## [Your instructions]
Repeat the data in full. No line may differ from the original.

(Stored items)
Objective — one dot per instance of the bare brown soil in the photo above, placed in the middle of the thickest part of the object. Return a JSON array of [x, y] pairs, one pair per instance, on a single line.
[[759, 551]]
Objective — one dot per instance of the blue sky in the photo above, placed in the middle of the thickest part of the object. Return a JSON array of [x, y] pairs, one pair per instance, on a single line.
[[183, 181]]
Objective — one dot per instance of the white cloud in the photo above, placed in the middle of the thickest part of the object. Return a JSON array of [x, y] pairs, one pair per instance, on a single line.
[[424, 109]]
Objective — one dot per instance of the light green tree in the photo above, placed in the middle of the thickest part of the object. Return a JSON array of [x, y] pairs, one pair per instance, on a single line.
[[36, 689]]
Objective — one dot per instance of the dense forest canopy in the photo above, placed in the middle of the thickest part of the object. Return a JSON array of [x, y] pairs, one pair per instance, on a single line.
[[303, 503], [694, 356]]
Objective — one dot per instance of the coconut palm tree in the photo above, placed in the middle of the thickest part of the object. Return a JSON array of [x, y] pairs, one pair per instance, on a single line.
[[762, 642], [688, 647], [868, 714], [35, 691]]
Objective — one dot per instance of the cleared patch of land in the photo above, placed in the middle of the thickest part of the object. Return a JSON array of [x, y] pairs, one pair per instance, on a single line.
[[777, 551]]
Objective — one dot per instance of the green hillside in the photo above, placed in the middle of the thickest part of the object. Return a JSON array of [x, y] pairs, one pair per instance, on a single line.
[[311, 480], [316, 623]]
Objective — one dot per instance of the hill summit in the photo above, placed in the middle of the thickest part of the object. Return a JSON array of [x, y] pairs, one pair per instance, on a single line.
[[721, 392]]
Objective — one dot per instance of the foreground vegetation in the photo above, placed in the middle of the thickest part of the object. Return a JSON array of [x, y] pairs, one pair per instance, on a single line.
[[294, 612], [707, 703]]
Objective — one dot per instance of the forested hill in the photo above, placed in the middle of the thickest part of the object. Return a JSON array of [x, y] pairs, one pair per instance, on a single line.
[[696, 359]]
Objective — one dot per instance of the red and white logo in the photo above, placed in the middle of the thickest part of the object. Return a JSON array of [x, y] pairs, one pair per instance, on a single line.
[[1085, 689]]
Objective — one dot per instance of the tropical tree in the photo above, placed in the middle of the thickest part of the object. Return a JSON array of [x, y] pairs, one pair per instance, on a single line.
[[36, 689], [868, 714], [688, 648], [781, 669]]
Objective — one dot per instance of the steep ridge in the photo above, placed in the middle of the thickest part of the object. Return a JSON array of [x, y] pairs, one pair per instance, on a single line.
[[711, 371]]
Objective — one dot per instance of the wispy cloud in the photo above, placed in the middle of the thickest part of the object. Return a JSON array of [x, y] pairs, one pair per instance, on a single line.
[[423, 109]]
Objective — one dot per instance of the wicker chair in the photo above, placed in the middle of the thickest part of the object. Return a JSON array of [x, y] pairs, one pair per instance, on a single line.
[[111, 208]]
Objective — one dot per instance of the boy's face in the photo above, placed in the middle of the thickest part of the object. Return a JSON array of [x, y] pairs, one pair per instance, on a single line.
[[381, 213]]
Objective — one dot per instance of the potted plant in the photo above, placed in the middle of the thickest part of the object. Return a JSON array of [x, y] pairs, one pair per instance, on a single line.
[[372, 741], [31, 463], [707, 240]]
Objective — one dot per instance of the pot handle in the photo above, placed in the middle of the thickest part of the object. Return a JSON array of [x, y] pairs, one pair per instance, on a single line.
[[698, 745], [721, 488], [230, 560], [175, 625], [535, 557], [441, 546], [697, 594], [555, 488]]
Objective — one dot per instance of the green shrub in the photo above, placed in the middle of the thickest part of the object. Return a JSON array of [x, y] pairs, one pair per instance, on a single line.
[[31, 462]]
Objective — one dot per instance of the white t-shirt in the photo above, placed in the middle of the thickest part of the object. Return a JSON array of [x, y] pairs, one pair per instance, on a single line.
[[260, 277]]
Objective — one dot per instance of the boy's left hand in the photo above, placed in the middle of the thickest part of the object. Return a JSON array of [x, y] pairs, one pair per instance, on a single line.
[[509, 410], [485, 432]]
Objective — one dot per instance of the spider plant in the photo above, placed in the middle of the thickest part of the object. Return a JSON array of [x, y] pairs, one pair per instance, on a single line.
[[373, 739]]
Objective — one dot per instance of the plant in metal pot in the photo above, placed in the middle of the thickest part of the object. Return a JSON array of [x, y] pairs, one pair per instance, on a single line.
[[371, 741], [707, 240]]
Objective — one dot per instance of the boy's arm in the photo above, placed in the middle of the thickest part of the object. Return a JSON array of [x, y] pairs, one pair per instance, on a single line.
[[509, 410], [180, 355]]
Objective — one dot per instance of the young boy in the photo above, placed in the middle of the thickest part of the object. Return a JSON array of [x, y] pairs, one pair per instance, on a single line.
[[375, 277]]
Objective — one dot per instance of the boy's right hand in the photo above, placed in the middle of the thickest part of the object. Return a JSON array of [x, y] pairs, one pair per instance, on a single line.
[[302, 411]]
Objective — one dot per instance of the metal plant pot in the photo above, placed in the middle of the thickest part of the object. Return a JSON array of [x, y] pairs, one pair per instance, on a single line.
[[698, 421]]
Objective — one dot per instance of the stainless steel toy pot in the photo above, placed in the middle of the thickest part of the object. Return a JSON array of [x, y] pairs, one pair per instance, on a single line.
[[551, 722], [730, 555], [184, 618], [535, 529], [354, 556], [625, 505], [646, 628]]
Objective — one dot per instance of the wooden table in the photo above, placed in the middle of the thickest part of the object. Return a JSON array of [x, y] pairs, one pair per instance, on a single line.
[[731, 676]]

## [Result]
Objective — one dot per instance of the bare brown soil in the photo above, placed in the middle of the thickest part of the object. Return a JSON array of [x, y] pairs, one pair per instance, on a single line.
[[759, 551]]
Objective — one dot per instance of the blue sky in the photo above, placed in the middle of the thickest part of the object. Return a JSON array of [x, y] pairs, one pair per instance, on a single line.
[[183, 181]]
Objective — one dot per instance of the white cloud in the photo above, placed in the middle of the thickest part of the object. Return a JSON array of [x, y] pairs, one pair per instance, on a single line.
[[424, 109]]
Objective — one dot per instance of the light green tree in the photo above, placed in the middle of the thickest part of the object. Return a JSON array of [x, y] pairs, one pair per instance, on a single line.
[[36, 689]]
Objective — one dot per instance of the dense forest canopy in the photo above, placed in the middle of the thickest part of the object. Return a JSON array of [x, y] pairs, one pair per instance, on a single line.
[[303, 503], [694, 356]]
Objective — one dot per instance of the coconut palm tree in the photo above, placed in the middle of the thickest part of the object. Return a JSON array of [x, y] pairs, one pair per instance, on a single line.
[[762, 642], [688, 647], [868, 714], [35, 691]]
Objective — one dot per instance of the cleared patch of land in the photo above, placed in the middle of the thickest part of the object. Return a JSON array of [x, y] pairs, one pair per instance, on a single line.
[[777, 551]]
Objective — one dot per instance of the green hillside in the photo above, placed in the middle of the thickest part of the object. Return a JSON array of [x, y] pairs, one pair per instance, on a single line.
[[311, 480], [316, 623]]
Objective — one dot per instance of the hill summit in the photo above, placed in the middle of the thickest part of the object. Return a JSON array of [x, y] pairs, one pair per instance, on a single line.
[[721, 392]]
Objective — one dot per instance of the foreground vegetation in the photo above, placed in the middle of the thickest part of the object. Return a JSON array of [x, y] pairs, one pair per instance, on a single line.
[[294, 612], [707, 703]]
Objective — one dot per instance of the forested hill in the photo above, placed in the middle of the thickest part of the object. Return a JSON array of [x, y] pairs, one pair per instance, on a single line.
[[696, 359]]
Objective — one dot per instance of the red and white logo in the photo above, placed in the middle of the thickest part of the object. Return a JSON array of [x, y] pairs, one pair per instance, on a single line.
[[1085, 689]]
Objective — one dot per instance of the tropical tree in the photo above, placed in the middle of the thickest part of the object. Return a JSON array of [x, y] pairs, one pair per instance, on a single line.
[[36, 689], [868, 714], [688, 648], [781, 669]]
Objective — one dot per instance of the steep ridge in the photo above, placed in the middle of the thickest part of the object. Return a JSON array of [x, y] pairs, one pair per instance, on a single line.
[[711, 371]]
Objective — one dot per instance of the wispy cloud in the photo above, placed in the middle of the thickest part of the object. Return a JSON array of [x, y] pairs, one pair per instance, on a single line.
[[423, 109]]
Objective — one dot per instance of the wicker chair in the photo above, placed in the middle of the thickest part of the object. Return a JSON array of [x, y] pairs, one pair per instance, on a single line.
[[111, 208]]
Objective — one dot per instance of the boy's face in the photo above, placed in the middle of the thickest part of the object. Return a JSON array of [x, y] pairs, one pair per instance, on a single line.
[[381, 213]]
Objective — one dot per instance of the potted plant in the photo above, placed in the middle of the thickest part of the object. Return a JSON array of [x, y] pairs, one pair per instance, on a single line.
[[372, 741], [31, 463], [707, 240]]
Objective — one dot per instance of the pot handle in the photo above, placed in the middle of the thickest part of the object. Return a JSON array of [x, y] pairs, one pair per instance, on a single line.
[[698, 745], [721, 488], [230, 560], [175, 625], [535, 557], [441, 546], [697, 594], [555, 488]]
Objective — one dot per instance of the green shrub in the photo above, placed in the middle of the thickest part of the object. Return a JSON array of [x, y] pairs, one pair per instance, on a single line.
[[31, 462]]
Objective — one dot per instance of the white t-shirt in the photo above, placed in the middle of the thickest part of the object. Return a JSON array of [x, y] pairs, one pair per instance, on a single line.
[[260, 277]]
Objective — one dot per instance of the boy's left hand in the photo above, placed in the middle of the thickest part of the object. Return a JSON array of [x, y] pairs, one pair per instance, on a single line.
[[509, 410], [485, 432]]
Objective — one dot per instance of the spider plant in the photo above, placed in the middle of the thickest part of the object. Return a JSON array of [x, y] pairs, one pair per instance, on a single line.
[[373, 739]]
Objective — one dot per instance of the plant in metal pot in the photo above, placed in the middle of the thickest part of the object. Return a JSON array of [x, y] pairs, one pair per instance, on a single line.
[[371, 741], [707, 240]]
Objective — one dot per instance of the boy's arm in the photo above, placed in the middle of the thickest part of the object. Return a JSON array of [x, y] pairs, one pair per instance, on a single line.
[[509, 410], [180, 355]]
Objective — one dot per instance of the young boy in the photo above, placed in the middle of the thickest part of the object. Return a JSON array of [x, y] pairs, one pair per instance, on a single line.
[[375, 277]]
Objective — one dot per instance of the boy's right hand in the photo above, placed in the middle of the thickest part of the object. Return a JSON array of [x, y] pairs, one pair per instance, on a single line.
[[302, 411]]
Objective — one dot per instance of the metal plant pot in the photo above, placed in the middle of the thickest part of the object. Return a JSON array of [x, y] pairs, one pair per instance, on a single line.
[[698, 421]]
Objective — one dot per instance of the stainless steel toy pot in the photo above, placed in the middle of the thickest part of the object. Return a JSON array of [x, y] pairs, one pair per instance, on a single line.
[[551, 722], [730, 555], [184, 618], [535, 529], [354, 556], [625, 505], [646, 628]]
Objective — one dot per instance of the wooden table in the photo above, placed in the middle of the thickest part of the object. Return a JSON array of [x, y] pairs, one pair per instance, on a single line.
[[731, 676]]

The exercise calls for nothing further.